[Dataset items]
*** Begin section ***

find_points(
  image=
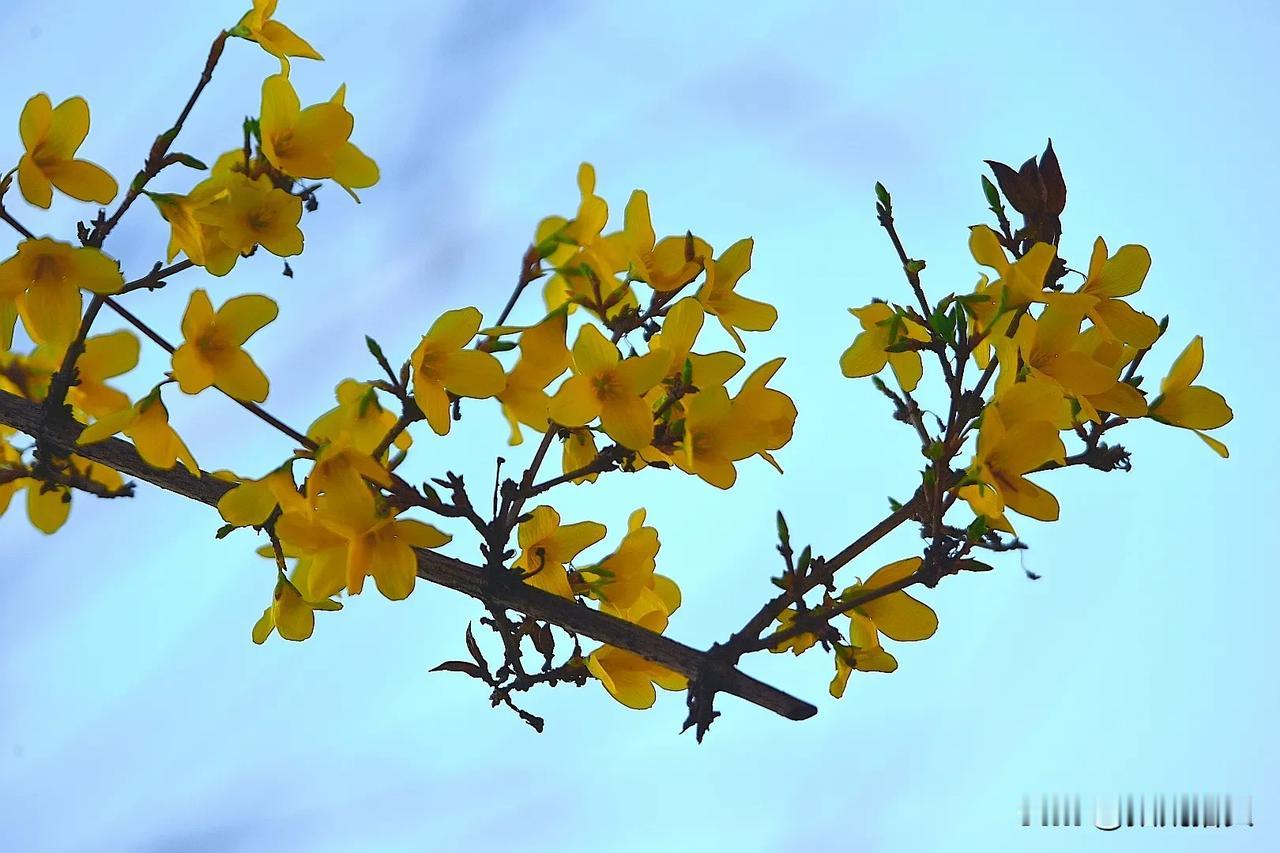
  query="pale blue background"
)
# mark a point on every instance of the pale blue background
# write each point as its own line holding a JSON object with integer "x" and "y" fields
{"x": 136, "y": 715}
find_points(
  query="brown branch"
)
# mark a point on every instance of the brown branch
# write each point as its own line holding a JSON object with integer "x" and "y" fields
{"x": 156, "y": 158}
{"x": 257, "y": 411}
{"x": 748, "y": 637}
{"x": 446, "y": 571}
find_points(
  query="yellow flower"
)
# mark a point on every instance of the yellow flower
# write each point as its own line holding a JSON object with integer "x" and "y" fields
{"x": 352, "y": 168}
{"x": 579, "y": 254}
{"x": 104, "y": 357}
{"x": 545, "y": 546}
{"x": 251, "y": 502}
{"x": 734, "y": 310}
{"x": 897, "y": 615}
{"x": 579, "y": 452}
{"x": 443, "y": 365}
{"x": 626, "y": 576}
{"x": 1020, "y": 282}
{"x": 611, "y": 388}
{"x": 187, "y": 233}
{"x": 1114, "y": 277}
{"x": 378, "y": 543}
{"x": 764, "y": 413}
{"x": 543, "y": 357}
{"x": 1194, "y": 407}
{"x": 301, "y": 142}
{"x": 213, "y": 349}
{"x": 1005, "y": 456}
{"x": 359, "y": 420}
{"x": 882, "y": 328}
{"x": 680, "y": 331}
{"x": 1121, "y": 398}
{"x": 629, "y": 678}
{"x": 147, "y": 424}
{"x": 321, "y": 569}
{"x": 45, "y": 278}
{"x": 716, "y": 437}
{"x": 272, "y": 35}
{"x": 50, "y": 138}
{"x": 663, "y": 264}
{"x": 864, "y": 658}
{"x": 255, "y": 213}
{"x": 1047, "y": 347}
{"x": 48, "y": 507}
{"x": 337, "y": 465}
{"x": 289, "y": 614}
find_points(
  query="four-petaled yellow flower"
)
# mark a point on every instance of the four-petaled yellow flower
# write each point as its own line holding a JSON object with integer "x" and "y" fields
{"x": 609, "y": 387}
{"x": 629, "y": 678}
{"x": 45, "y": 279}
{"x": 545, "y": 546}
{"x": 289, "y": 614}
{"x": 50, "y": 137}
{"x": 626, "y": 576}
{"x": 1114, "y": 277}
{"x": 1194, "y": 407}
{"x": 543, "y": 357}
{"x": 104, "y": 356}
{"x": 716, "y": 436}
{"x": 201, "y": 241}
{"x": 1006, "y": 454}
{"x": 312, "y": 142}
{"x": 257, "y": 24}
{"x": 213, "y": 354}
{"x": 734, "y": 310}
{"x": 882, "y": 328}
{"x": 662, "y": 264}
{"x": 255, "y": 213}
{"x": 1020, "y": 282}
{"x": 378, "y": 542}
{"x": 359, "y": 420}
{"x": 443, "y": 366}
{"x": 1046, "y": 347}
{"x": 251, "y": 502}
{"x": 147, "y": 424}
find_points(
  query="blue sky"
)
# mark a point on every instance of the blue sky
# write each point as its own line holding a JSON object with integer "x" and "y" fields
{"x": 138, "y": 716}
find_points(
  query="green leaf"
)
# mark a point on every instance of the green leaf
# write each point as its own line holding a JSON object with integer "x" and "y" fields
{"x": 190, "y": 162}
{"x": 988, "y": 190}
{"x": 882, "y": 195}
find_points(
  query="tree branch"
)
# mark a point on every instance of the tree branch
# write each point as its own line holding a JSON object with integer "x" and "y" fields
{"x": 439, "y": 569}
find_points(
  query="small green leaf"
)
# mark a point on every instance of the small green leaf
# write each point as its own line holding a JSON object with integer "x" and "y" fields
{"x": 187, "y": 160}
{"x": 882, "y": 195}
{"x": 988, "y": 190}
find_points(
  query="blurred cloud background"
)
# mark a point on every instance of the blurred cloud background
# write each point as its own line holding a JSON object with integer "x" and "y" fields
{"x": 136, "y": 715}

*** End section ***

Work to be completed: Your answer should be the lines above that contain the word "blurred", copied out.

Exercise output:
  query="blurred cloud background"
# mark a point on every instance of the blurred cloud background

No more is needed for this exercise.